:: Text provided ::
'''
Stand on the sidewalk and look at that porch for a second. Four presidential campaigns ended right there.
Walking the Village
Late afternoon sunlight in downtown Rhinebeck.
Rhinebeck's downtown is small and dense. That is what makes it fun.
The shops are high end and independent. You will not find much in the way of chains.
There are high end clothing stores. Cabin Fever Outfitters is small but has a lot of Hudson Valley items. Oblong Books is huge, far bigger than we expected for a village this size.
Our main problem was being in downtown while many of the stores were open. We tended to stop downtown for breakfast and dinner but were out sightseeing during the day.
Old Rhinebeck Aerodrome
The Aerodrome is technically in neighboring Red Hook, a few minutes north of the village. It is a living museum of very old airplanes, and they still fly them.
There are four hangars.
The first is a wide assortment of aircraft with heavy emphasis on Lindbergh memorabilia. There are old cars in there too, and period clothing.
The second covers the early days of flying and the Wright brothers era.
The third is World War I.
The fourth is what they call the Golden Age, roughly 1919 to 1940. There is an impressive variety of planes from different countries.
What Makes It Special
They play 1920s music in the hangars. It sets the mood completely.
You really feel like you are stepping back in time.
This is not a modern, slick presentation. It is a bit of a shoestring operation. And honestly, that adds to the whole experience.
There is more than just airplanes to see on exhibit.
The Air Shows
Air shows run on weekends from late June through mid October, weather permitting. Gates open at 10am and the flying starts in the early afternoon.
Saturday and Sunday are different shows. Saturday covers the history of flight. Sunday is their World War I dog fight show, complete with a villain called the Black Baron of Rhinebeck.
We visited on a weekday so we missed the air shows but they sound like a lot of fun.
'''
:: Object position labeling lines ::
'''
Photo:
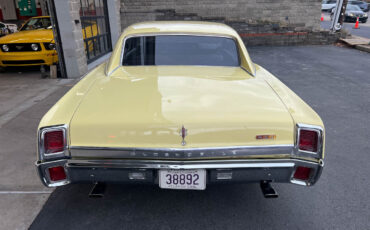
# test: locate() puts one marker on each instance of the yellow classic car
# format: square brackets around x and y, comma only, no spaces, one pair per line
[181,105]
[32,45]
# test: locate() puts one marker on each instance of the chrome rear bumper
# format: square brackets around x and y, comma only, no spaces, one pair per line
[239,171]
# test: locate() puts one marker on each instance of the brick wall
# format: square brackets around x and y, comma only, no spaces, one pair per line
[259,22]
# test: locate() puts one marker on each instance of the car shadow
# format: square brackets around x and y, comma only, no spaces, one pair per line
[149,207]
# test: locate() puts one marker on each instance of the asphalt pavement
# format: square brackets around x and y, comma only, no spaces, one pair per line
[328,79]
[24,98]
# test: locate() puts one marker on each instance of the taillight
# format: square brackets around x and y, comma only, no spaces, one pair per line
[57,173]
[54,141]
[308,140]
[302,173]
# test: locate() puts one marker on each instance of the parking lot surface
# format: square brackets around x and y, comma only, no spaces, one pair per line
[24,98]
[328,79]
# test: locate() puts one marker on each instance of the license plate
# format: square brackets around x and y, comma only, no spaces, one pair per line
[194,179]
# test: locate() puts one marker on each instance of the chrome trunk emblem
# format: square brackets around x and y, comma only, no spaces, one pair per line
'''
:: Objective ::
Can you carry on the Rhinebeck travel piece from the point where it stops? The lines play no part in the work and can be left aside.

:: Expected answer ::
Debbie took a “free” ride but she didn’t get far 😂.
Biplane Rides
You can go up in a vintage open cockpit biplane.
The 15 minute Hudson River flight runs about $150 per person. There is also a 30 minute lighthouse tour at about $300 per person, currently offered on weekdays only.
| Ticket | Adult | Senior 65+ | Youth |
|---|---|---|---|
| Air Show Weekend | $35 | $26 | $16 (ages 6–17) |
| Weekday Museum Only | $15 | $10 | $10 |
| Biplane Ride (15 min) | About $150 per person. Views of the Hudson. | ||
| Biplane Ride (30 min) | About $300 per person. Lighthouse tour, weekdays only. | ||
Wilderstein
There is no charge to walk the grounds of Wilderstein.
Wilderstein is a Queen Anne mansion just south of the village, sitting above the Hudson.
The house belonged to Daisy Suckley. She was FDR's cousin and one of his closest confidantes. She is the one who gave him his dog Fala.
We got there late in the afternoon and missed the tours. But the view of the Hudson from the lawn is fantastic, and the grounds are free to walk.
If you want the house tour, go earlier. Tours run Thursday through Sunday from May through October, at noon, 1pm, 2pm, and 3pm. Admission is $20 per person, and you buy tickets when you arrive.
The grounds are open year round, daily, and cost nothing.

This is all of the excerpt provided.